■ **Task prompt**
The records follow. Retype them without a single change.

[Data items]
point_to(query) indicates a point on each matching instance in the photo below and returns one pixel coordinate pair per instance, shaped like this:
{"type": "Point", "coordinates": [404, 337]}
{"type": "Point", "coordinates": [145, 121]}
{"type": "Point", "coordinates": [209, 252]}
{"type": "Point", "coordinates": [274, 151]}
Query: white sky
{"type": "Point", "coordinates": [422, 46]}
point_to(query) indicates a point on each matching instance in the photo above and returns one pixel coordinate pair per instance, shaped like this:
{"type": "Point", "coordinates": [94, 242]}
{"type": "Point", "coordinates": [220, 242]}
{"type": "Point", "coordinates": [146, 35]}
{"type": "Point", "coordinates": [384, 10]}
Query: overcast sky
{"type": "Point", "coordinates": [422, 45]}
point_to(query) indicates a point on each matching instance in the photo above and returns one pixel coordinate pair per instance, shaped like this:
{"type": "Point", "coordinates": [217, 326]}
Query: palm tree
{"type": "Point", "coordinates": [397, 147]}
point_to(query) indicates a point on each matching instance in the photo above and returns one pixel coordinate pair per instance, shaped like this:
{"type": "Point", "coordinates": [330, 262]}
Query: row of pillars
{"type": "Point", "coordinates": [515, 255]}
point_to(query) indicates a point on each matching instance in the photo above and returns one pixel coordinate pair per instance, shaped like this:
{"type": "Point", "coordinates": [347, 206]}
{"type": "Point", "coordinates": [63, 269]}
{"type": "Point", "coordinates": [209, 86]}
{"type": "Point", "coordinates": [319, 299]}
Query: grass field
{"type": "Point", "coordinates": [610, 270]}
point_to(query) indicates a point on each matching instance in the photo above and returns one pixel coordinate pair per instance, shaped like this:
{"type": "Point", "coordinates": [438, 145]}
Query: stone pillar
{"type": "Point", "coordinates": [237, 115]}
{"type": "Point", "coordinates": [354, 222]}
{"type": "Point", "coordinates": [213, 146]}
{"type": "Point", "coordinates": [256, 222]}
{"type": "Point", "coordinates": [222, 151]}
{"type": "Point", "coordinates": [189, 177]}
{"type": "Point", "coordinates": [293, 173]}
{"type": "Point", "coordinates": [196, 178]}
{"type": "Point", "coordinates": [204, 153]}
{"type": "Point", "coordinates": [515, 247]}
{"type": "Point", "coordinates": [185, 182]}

■ **Output below**
point_to(query) indicates a point on each matching instance in the photo below and returns one pixel coordinate pair per instance, shaped like this:
{"type": "Point", "coordinates": [404, 337]}
{"type": "Point", "coordinates": [145, 121]}
{"type": "Point", "coordinates": [209, 252]}
{"type": "Point", "coordinates": [274, 151]}
Query: white sky
{"type": "Point", "coordinates": [422, 46]}
point_to(query) indicates a point on each matching instance in the photo above and returns one pixel coordinate pair per instance, shaped like this:
{"type": "Point", "coordinates": [94, 242]}
{"type": "Point", "coordinates": [220, 242]}
{"type": "Point", "coordinates": [146, 35]}
{"type": "Point", "coordinates": [384, 10]}
Query: overcast sky
{"type": "Point", "coordinates": [422, 45]}
point_to(query) indicates a point on each matching instance in the photo above and returns one pixel coordinate pair per instance, shaped like this:
{"type": "Point", "coordinates": [217, 326]}
Query: palm tree
{"type": "Point", "coordinates": [397, 147]}
point_to(query) indicates a point on each matching instance in the photo above and returns one pixel coordinate pair per instance, shaped like this:
{"type": "Point", "coordinates": [330, 262]}
Query: row of pillars
{"type": "Point", "coordinates": [515, 255]}
point_to(query) indicates a point on each matching instance in the photo above and returns one pixel coordinate pair per instance, shaped like this:
{"type": "Point", "coordinates": [347, 206]}
{"type": "Point", "coordinates": [63, 269]}
{"type": "Point", "coordinates": [209, 86]}
{"type": "Point", "coordinates": [319, 299]}
Query: grass field
{"type": "Point", "coordinates": [610, 270]}
point_to(query) indicates a point on each matching instance in the photo above and returns one pixel coordinate pair per instance, shaped like this:
{"type": "Point", "coordinates": [438, 145]}
Query: stone pillar
{"type": "Point", "coordinates": [237, 115]}
{"type": "Point", "coordinates": [354, 222]}
{"type": "Point", "coordinates": [213, 146]}
{"type": "Point", "coordinates": [256, 222]}
{"type": "Point", "coordinates": [222, 151]}
{"type": "Point", "coordinates": [189, 177]}
{"type": "Point", "coordinates": [293, 173]}
{"type": "Point", "coordinates": [196, 178]}
{"type": "Point", "coordinates": [204, 153]}
{"type": "Point", "coordinates": [515, 247]}
{"type": "Point", "coordinates": [185, 182]}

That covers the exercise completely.